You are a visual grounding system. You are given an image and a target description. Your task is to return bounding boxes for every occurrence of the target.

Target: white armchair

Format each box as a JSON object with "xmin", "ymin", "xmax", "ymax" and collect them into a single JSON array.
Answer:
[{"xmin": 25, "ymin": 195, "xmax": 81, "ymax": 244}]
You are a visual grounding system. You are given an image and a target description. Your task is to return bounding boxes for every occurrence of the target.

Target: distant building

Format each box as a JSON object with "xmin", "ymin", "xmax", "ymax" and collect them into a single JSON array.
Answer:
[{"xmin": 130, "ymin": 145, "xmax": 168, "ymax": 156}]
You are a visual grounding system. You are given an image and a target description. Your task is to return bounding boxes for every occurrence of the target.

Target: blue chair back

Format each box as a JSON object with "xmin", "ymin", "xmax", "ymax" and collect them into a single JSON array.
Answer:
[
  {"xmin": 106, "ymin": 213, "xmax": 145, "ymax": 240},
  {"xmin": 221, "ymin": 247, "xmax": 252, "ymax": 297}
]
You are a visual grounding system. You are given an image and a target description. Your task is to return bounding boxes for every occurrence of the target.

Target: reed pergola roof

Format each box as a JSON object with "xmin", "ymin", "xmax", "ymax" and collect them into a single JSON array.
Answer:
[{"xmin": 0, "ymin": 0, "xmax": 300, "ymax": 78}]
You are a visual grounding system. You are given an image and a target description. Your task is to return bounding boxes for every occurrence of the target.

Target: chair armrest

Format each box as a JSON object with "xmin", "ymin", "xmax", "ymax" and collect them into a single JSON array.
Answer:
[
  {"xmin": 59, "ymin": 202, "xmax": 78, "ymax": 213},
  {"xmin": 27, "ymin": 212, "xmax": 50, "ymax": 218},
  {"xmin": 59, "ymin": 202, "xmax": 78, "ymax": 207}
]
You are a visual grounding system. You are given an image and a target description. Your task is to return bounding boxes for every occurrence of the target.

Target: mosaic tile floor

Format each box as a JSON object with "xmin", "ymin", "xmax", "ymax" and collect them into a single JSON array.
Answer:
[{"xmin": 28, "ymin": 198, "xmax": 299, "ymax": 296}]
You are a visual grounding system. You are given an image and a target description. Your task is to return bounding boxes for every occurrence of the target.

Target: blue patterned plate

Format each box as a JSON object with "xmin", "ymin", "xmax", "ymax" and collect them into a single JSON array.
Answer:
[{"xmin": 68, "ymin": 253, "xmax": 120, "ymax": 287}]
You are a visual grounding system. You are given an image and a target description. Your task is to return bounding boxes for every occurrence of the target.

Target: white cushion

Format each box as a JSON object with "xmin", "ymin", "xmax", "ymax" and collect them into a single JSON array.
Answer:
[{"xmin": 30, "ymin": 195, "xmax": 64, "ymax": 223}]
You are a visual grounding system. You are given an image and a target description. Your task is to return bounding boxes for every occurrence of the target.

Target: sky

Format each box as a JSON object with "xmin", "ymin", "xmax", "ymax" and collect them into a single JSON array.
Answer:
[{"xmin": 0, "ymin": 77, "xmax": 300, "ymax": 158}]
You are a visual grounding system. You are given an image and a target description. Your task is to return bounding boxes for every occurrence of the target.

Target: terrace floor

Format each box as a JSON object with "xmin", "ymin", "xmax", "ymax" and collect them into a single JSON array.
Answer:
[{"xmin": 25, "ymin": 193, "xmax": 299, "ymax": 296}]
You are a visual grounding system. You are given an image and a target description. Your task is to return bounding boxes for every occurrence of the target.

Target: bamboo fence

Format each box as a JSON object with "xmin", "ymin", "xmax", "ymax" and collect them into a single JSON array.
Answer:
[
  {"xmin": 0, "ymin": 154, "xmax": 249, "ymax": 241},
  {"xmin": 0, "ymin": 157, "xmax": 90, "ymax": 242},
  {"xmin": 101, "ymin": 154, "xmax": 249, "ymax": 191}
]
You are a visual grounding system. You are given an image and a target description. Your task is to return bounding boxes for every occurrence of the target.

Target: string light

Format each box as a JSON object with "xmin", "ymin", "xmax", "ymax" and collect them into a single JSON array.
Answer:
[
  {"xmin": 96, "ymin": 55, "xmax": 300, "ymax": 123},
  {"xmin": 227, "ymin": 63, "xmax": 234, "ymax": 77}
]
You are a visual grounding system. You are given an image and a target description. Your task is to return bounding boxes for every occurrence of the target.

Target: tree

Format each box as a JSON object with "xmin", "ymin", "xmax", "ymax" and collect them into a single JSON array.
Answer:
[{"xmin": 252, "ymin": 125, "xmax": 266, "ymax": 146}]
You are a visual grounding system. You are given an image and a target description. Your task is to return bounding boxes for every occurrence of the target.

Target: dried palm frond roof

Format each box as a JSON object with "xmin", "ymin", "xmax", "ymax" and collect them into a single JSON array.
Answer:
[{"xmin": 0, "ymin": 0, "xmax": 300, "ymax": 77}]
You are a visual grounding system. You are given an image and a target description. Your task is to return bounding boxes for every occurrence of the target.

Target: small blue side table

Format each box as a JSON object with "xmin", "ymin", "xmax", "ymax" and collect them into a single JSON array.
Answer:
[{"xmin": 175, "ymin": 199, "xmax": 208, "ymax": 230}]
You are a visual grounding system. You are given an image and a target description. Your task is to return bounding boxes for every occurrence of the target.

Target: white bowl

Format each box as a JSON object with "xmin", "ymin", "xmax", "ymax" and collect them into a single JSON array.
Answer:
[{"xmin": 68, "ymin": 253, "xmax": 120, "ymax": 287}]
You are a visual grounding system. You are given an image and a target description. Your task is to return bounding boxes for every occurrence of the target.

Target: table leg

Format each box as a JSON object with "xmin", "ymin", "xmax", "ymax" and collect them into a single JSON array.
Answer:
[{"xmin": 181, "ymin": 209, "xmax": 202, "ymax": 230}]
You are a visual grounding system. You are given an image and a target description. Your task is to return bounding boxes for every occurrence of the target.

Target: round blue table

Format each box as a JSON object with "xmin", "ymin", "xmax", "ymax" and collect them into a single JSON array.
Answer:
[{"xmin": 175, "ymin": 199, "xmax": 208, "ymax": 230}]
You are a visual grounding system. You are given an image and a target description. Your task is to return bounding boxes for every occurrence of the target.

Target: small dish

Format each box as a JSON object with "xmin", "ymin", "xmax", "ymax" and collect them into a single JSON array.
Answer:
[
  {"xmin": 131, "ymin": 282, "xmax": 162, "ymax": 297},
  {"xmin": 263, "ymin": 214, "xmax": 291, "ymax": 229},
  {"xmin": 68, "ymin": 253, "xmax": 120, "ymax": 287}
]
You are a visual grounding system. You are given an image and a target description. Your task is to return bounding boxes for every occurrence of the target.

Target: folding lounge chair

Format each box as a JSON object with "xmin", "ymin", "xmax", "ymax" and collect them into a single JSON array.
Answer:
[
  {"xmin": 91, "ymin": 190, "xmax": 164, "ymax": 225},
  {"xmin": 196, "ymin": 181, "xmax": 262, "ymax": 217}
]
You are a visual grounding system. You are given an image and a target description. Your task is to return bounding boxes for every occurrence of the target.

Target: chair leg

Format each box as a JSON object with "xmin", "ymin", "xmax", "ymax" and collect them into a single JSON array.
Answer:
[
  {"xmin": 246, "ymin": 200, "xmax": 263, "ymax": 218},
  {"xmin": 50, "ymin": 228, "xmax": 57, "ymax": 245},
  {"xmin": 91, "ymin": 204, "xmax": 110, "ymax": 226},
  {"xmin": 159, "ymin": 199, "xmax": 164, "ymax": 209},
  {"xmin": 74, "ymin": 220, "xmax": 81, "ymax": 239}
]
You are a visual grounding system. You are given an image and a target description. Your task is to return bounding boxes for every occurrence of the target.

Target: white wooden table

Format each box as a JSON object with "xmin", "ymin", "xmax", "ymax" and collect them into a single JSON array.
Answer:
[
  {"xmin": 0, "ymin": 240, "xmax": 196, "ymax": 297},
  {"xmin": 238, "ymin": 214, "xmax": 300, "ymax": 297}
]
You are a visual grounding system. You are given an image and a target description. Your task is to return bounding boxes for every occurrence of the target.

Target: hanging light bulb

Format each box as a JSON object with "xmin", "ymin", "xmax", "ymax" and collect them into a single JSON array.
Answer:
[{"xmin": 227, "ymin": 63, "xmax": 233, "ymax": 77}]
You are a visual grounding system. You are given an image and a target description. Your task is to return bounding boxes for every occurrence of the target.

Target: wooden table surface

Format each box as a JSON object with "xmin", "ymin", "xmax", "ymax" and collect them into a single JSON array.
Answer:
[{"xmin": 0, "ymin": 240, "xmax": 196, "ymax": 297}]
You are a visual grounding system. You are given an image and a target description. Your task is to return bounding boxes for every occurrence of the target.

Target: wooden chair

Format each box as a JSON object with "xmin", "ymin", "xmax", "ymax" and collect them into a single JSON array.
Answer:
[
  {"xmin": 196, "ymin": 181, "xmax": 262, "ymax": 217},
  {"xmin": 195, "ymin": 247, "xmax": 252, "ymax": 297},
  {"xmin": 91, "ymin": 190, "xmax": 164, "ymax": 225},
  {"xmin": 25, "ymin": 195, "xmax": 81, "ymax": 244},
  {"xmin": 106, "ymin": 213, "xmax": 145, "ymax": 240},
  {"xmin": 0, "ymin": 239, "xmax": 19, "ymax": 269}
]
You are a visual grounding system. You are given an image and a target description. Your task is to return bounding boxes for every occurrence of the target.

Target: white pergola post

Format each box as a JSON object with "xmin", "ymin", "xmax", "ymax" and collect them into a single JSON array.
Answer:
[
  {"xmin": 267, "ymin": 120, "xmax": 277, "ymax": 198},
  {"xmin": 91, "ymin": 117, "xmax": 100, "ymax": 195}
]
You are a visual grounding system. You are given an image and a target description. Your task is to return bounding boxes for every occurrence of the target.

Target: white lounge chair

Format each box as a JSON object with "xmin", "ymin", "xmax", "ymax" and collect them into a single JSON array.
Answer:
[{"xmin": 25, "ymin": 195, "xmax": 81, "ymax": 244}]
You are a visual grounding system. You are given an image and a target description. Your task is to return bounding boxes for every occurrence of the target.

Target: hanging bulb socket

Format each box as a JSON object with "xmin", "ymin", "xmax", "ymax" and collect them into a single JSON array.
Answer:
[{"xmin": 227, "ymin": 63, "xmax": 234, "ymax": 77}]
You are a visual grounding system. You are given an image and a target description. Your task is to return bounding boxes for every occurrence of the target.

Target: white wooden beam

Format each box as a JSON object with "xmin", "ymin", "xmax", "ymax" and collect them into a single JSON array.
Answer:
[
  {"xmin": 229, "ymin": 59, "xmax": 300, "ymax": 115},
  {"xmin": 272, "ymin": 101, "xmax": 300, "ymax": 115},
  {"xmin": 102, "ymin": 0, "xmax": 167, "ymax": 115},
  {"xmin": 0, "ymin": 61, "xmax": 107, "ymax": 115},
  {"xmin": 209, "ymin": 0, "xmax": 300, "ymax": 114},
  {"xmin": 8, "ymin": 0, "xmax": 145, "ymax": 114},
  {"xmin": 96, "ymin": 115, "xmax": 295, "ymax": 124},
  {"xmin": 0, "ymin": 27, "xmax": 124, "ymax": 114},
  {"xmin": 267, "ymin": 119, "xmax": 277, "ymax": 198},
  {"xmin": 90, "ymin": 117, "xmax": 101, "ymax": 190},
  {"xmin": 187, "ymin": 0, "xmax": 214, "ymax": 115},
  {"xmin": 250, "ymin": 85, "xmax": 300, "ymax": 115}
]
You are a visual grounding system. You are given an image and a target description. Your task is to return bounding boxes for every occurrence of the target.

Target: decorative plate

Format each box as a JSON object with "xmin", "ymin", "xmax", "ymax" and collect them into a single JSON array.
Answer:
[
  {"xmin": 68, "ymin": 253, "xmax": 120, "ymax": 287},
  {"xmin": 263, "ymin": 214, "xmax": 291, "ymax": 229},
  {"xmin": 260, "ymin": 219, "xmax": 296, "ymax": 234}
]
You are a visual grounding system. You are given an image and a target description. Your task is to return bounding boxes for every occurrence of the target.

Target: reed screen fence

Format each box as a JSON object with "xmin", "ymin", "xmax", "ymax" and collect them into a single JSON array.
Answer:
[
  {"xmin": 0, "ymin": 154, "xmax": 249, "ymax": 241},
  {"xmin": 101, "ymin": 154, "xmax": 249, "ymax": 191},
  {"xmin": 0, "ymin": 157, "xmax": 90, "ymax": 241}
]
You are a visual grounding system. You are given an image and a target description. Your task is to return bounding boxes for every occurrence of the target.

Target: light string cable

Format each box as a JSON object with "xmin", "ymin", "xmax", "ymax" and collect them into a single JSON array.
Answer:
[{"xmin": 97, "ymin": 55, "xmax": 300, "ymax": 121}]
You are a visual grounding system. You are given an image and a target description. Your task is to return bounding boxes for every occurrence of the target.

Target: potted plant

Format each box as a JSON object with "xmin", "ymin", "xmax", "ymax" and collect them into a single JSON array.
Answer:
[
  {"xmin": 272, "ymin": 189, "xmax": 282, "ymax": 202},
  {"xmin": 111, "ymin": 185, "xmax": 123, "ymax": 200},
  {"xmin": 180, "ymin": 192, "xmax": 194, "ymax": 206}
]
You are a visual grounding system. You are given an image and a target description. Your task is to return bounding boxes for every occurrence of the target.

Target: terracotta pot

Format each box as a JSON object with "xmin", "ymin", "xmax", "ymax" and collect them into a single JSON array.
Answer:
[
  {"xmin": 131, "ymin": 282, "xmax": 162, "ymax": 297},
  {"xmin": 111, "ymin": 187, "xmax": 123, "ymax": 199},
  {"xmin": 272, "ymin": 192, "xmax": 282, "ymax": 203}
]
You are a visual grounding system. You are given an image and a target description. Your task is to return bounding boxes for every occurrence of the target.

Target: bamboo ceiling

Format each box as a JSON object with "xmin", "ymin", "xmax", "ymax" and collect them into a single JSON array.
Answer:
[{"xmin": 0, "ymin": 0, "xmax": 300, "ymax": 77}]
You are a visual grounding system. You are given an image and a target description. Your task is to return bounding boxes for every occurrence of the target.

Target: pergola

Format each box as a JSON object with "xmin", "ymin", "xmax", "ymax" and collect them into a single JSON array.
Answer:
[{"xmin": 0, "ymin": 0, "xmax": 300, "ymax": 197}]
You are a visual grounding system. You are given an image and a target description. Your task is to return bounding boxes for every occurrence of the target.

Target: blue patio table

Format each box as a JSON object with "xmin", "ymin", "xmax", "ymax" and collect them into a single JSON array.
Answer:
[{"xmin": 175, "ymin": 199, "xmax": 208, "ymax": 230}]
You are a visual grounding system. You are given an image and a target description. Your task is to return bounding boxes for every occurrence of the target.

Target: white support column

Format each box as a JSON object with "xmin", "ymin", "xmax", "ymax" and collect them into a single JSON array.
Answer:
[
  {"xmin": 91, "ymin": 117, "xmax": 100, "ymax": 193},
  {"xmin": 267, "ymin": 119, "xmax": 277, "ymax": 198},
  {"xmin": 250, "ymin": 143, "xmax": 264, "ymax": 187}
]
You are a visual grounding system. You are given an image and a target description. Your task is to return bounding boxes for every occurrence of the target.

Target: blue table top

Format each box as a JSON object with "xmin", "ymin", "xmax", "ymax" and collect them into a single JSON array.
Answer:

___

* _STATED TASK_:
Gather every line of the records above that contains the string "reed", and treat case as significant.

* _COMPLETED EXERCISE_:
Target: reed pergola roof
Target: reed screen fence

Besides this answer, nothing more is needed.